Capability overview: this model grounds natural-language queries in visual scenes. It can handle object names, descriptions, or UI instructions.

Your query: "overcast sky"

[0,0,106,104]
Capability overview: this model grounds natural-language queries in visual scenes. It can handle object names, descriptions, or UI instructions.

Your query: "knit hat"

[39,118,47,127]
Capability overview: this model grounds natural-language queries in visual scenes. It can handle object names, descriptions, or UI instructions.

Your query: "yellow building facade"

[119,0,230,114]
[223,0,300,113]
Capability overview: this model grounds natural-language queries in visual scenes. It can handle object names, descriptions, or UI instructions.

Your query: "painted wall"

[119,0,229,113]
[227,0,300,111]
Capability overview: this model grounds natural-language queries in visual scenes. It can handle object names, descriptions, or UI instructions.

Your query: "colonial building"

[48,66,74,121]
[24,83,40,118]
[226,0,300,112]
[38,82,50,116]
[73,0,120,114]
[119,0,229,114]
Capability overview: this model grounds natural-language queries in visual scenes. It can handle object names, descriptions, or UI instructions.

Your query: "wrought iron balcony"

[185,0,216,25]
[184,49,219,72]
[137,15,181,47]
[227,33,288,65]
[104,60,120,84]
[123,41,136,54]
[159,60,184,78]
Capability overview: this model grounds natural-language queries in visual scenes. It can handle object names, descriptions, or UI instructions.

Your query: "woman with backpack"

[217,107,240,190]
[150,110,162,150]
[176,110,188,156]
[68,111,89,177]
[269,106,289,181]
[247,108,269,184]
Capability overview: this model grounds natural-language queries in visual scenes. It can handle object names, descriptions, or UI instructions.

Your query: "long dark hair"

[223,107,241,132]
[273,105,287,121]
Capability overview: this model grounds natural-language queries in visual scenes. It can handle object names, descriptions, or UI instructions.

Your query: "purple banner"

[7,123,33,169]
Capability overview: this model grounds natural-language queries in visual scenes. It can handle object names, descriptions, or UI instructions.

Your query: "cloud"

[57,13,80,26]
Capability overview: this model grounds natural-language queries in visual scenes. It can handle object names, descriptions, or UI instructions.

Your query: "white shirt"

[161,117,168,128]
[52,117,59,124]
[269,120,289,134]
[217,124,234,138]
····················
Please reproduce all of the records above line for line, with no changes.

Solution:
Capability overview: this model grounds natural-language queries in visual scenes. It can handle object names, descriptions, or UI instructions.

Your query: "overcast sky"

[0,0,106,104]
Capability overview: this model grounds natural-language queries in visual scenes. It can handle object names, descriptions, or UI instructions.

Your query: "knit hat"

[39,118,47,127]
Capability overview: this model grounds natural-language queries in visual scenes. It can handle object names, descriptions, or UI instructions.

Your query: "yellow building facade"

[119,0,230,114]
[223,0,300,113]
Capability overview: this model grounds natural-language queries in visual scenes. It can handle object names, descriptions, or UI instructions.

Your query: "painted wall"

[119,0,229,113]
[227,0,300,111]
Capability overview: this model grounds natural-language queries in visual scenes. It can handle object names, descriptions, or UI instructions.

Your query: "colonial building"

[48,66,74,121]
[24,83,40,118]
[226,0,300,112]
[38,82,50,116]
[73,0,120,114]
[119,0,229,114]
Capability overview: this model grounds natural-language queries in visual scenes. It can handle object names, descriptions, or UI instructions.

Your query: "wrought iron balcony"

[185,0,216,25]
[184,49,219,72]
[137,15,181,47]
[227,33,288,65]
[104,60,120,84]
[123,41,136,54]
[159,60,184,78]
Capability overview: this model grounds natural-language queries in visual scenes. It can handle object names, descriptions, or UI instructions.

Your query: "woman with backpack"

[217,107,240,190]
[150,110,162,150]
[176,110,188,156]
[68,111,89,177]
[269,106,289,181]
[247,108,269,184]
Capability overview: this model grounds natural-language queries in visual scenes. It can handle object names, descriptions, or UI instructions.

Your query: "long dark hair"

[223,107,241,132]
[273,105,287,121]
Capability overview: this model grounds natural-language queries in visual scenes. It can handle object names, descriptions, or UI instructions.

Your query: "purple banner"

[7,123,33,169]
Capability overview: this model grounds natural-language queries in visual scenes. It can handle object names, descriptions, or UI instructions.

Your query: "cloud"

[57,13,80,26]
Capability overview: this model grounds natural-language queries in visual scenes. It can handle object names, descriptions, or UI instructions.

Your query: "white shirt"

[161,117,168,128]
[52,117,59,124]
[269,120,289,134]
[217,124,234,138]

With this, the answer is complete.